TEXT SEGMENT section start

# Kingsley Deluxe 30 T



## faracaster (Mar 9, 2006)

*Kingsley Deluxe 30 T*

I just have to spread the word on this FABULOUS amp made right here in CANADA !!!!!!
Let me first say that I am an amp junkie. Moreso than guitars. I believe that a good amp does more for you than another guitar does. And although
I generally swim in the high-end boutique/vintage pool. I also love and own many PC board, non-trendy amps. Whatever tool will work the best for the situation. So this is my point of reference reference when I say that....

.....This amp is quite possibly the best el84 based amp I've ever heard, let alone owned. ( Guitar Player magazine gave it an Editor's Pick award) Don't think Vox here. Simon has come up with a much larger sounding take on this tube's capabilities. I used it in rehearsal the other night and was unbeleivably impressed. I used a Tele with it for most of the night, but it had unbelievable versatility. He has built a one channel amp that allows you to go from shimmering cleans to full on solo sounds at the turn of your guitar's volume knob. With features like a foot switchable gain control, global tone (to set the overall colour of the amp) along with a full tone stack, eq bypass(think Two-Rock here), and gorgous tremelo, it only adds to the beautiful inherent tone of this amp. I recomend going to the Kingsley site. www.kingsleyamplifiers.com Simon has put some mighty fine clips of his amps on there. But that only scratchs the suface of how good these amps are in person.
Please chime in if you have any experience with these amazings amps.

Cheers
Pete


----------



## wordsonyou (Apr 27, 2006)

Right on Pete,

there is no question in my mind that Simon builds the most versatile, fully realized el84 based amp around. Is there a tone that this amp cannot achieve? I don't think so. Sure it can sound like a Vox, but it can do so much more and the versatility between the triode/pentode, half power, variable boost, full tone stack and global tone shaping knob, plus the killer verb and trem really make this one of the finest boutique amps being built today. Plus have you looked under the hood? Immaculate wiring. Now if I could only play like Simon evilGuitar:


----------



## Jaggery (Mar 12, 2006)

Those clips are some of the best I have heard.
How much gain does the deluxe 30 have?
It seems to be low / medium gain from the clips.


----------



## zdogma (Mar 21, 2006)

I love my Kingsley. It is my #1 amp.

Simon is an honest, reliable guy who handbuilds great amps.

TEXT SEGMENT section end

*WHAT TO WORK ON:*
A - Please swap "killer verb" for "lush reverb" in the Kingsley amp thread, and write out the passage that begins at the words "there is no" and stops after "(Mar 12, 2006)".
B - Answer these about the Kingsley amp thread:
(i) Which magazine gave the amp an Editor's Pick award?
(ii) Which guitar did Pete use for most of the rehearsal night?
(iii) What rank does zdogma give the Kingsley among their amps?
You won't need the records.

DATA PROVIDED section start

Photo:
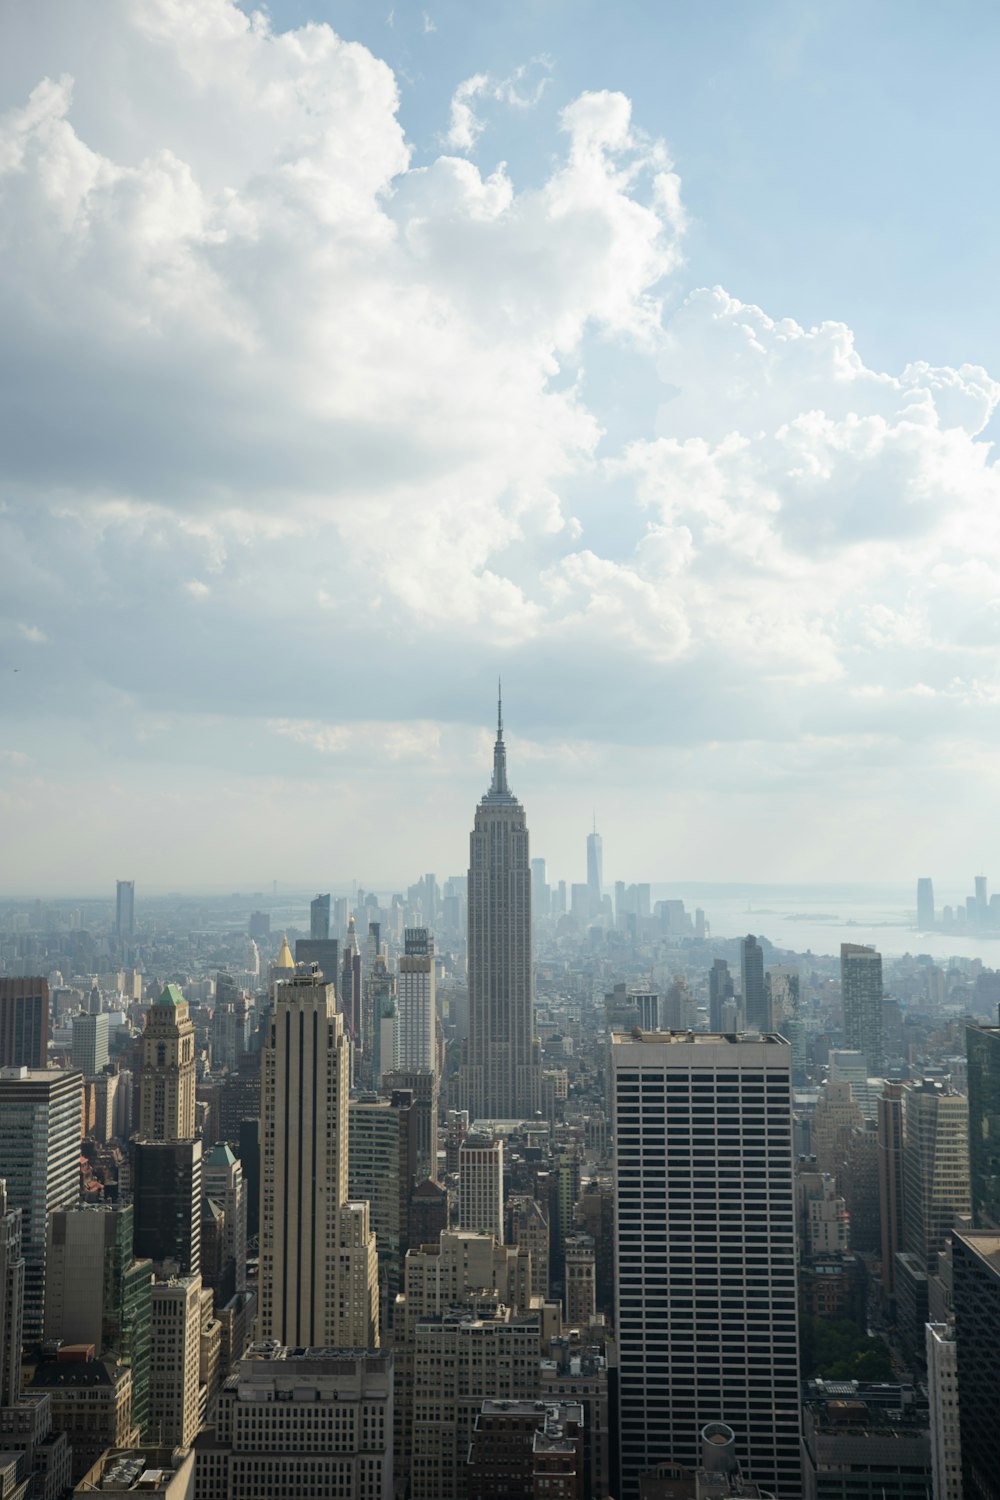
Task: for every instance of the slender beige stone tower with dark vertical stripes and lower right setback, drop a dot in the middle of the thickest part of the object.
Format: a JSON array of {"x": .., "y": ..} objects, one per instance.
[{"x": 319, "y": 1279}]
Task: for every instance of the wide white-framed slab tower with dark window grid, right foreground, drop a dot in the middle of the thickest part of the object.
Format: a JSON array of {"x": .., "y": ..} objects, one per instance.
[{"x": 705, "y": 1253}]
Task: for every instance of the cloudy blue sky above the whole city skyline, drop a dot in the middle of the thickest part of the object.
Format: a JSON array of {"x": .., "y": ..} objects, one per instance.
[{"x": 359, "y": 355}]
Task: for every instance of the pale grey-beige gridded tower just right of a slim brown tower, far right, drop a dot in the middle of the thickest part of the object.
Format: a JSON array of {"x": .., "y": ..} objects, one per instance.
[{"x": 935, "y": 1168}]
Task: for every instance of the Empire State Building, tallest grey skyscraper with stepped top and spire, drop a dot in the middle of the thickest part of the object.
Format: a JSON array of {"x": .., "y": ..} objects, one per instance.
[{"x": 503, "y": 1073}]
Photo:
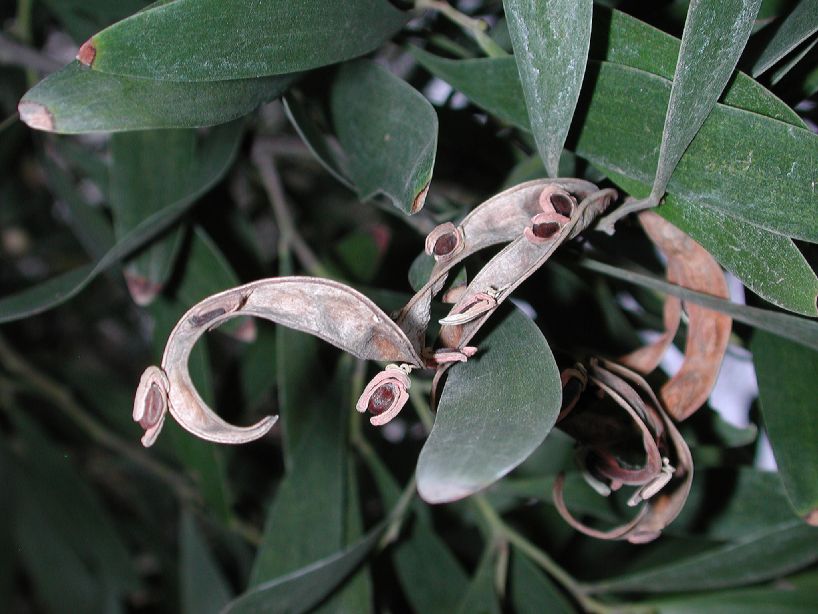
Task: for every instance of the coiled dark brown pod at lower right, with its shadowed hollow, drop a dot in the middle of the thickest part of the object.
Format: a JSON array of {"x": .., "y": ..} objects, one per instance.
[{"x": 616, "y": 419}]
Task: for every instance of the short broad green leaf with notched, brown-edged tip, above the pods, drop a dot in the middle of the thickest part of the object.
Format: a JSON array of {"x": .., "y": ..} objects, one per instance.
[{"x": 388, "y": 131}]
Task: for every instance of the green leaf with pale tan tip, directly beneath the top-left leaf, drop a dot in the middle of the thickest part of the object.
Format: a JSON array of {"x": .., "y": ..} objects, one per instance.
[{"x": 76, "y": 100}]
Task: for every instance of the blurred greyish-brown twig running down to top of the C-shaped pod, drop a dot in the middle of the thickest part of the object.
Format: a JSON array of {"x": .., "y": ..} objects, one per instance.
[{"x": 290, "y": 237}]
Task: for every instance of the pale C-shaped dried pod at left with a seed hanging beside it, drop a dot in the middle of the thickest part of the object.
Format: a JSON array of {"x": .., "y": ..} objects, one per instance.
[{"x": 327, "y": 309}]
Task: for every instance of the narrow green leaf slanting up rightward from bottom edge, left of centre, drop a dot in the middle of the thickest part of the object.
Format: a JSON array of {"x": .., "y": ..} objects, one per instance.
[{"x": 302, "y": 589}]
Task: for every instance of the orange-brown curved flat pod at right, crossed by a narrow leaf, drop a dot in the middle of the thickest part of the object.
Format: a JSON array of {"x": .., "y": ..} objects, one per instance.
[{"x": 691, "y": 266}]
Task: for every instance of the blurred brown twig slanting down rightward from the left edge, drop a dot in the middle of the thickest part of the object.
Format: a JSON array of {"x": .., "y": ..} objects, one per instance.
[{"x": 61, "y": 397}]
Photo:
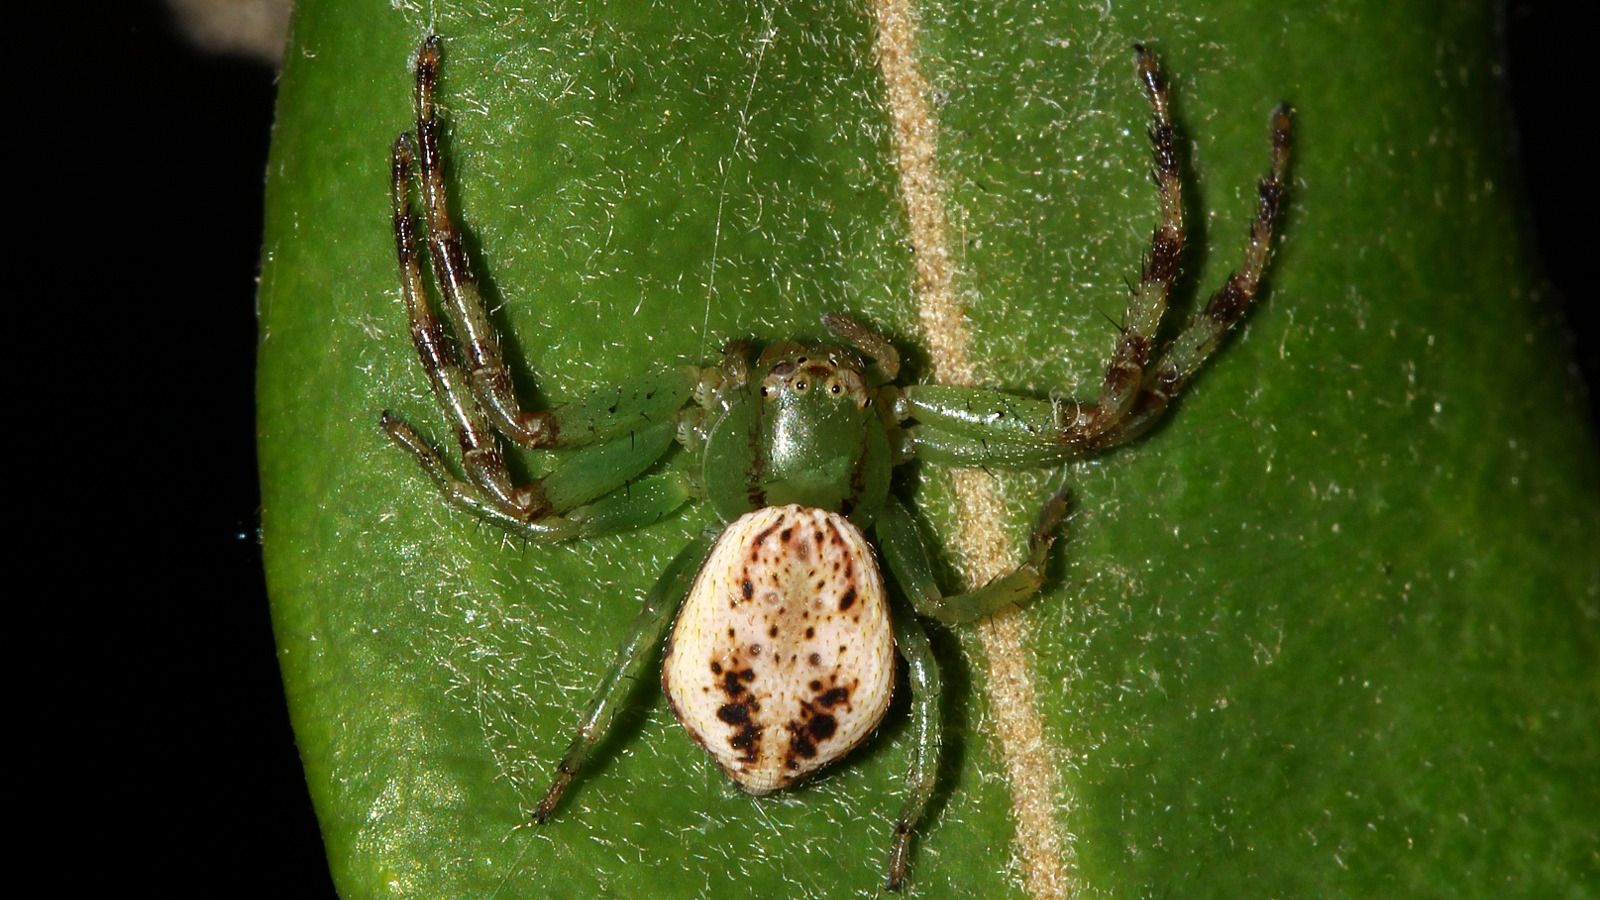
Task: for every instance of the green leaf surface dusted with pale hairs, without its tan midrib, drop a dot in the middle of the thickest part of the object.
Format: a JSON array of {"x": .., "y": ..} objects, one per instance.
[{"x": 1332, "y": 630}]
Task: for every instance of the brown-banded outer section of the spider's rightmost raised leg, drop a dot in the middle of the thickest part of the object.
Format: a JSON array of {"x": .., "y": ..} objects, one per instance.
[{"x": 1202, "y": 335}]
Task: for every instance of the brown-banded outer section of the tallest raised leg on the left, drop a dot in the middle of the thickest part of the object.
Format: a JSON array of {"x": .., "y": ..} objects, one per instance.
[{"x": 486, "y": 366}]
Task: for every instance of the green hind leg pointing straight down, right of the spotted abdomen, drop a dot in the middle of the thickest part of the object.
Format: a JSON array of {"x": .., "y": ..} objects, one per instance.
[{"x": 927, "y": 737}]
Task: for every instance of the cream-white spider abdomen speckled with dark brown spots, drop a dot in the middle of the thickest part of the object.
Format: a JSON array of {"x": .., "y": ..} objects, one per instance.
[{"x": 783, "y": 656}]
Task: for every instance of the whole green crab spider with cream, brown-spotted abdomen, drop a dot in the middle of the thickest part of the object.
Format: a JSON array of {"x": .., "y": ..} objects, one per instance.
[{"x": 782, "y": 657}]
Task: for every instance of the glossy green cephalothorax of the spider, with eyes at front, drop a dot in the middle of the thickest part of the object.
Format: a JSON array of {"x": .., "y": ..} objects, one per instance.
[{"x": 802, "y": 430}]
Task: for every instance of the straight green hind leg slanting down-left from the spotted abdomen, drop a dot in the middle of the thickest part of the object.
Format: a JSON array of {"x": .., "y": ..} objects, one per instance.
[{"x": 644, "y": 637}]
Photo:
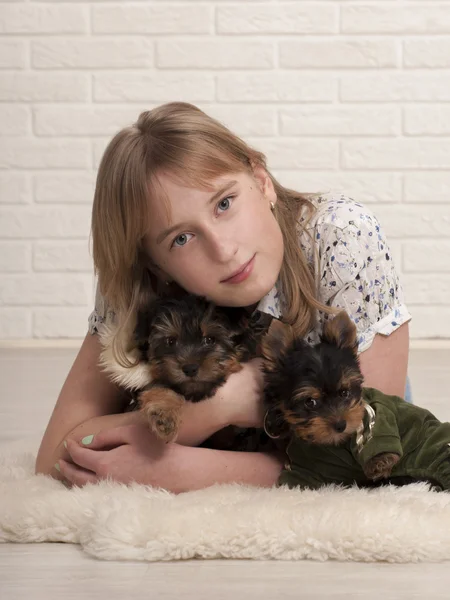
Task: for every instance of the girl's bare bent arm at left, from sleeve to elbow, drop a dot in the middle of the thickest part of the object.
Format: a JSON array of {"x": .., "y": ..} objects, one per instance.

DATA PROVIDED section end

*YOUR RESPONSES:*
A -
there is no question in my mind that Simon builds the most versatile, fully realized el84 based amp around. Is there a tone that this amp cannot achieve? I don't think so. Sure it can sound like a Vox, but it can do so much more and the versatility between the triode/pentode, half power, variable boost, full tone stack and global tone shaping knob, plus the lush reverb and trem really make this one of the finest boutique amps being built today. Plus have you looked under the hood? Immaculate wiring. Now if I could only play like Simon evilGuitar:


----------



## Jaggery (Mar 12, 2006)

B -
(i) Guitar Player magazine
(ii) A Tele
(iii) It is their #1 amp.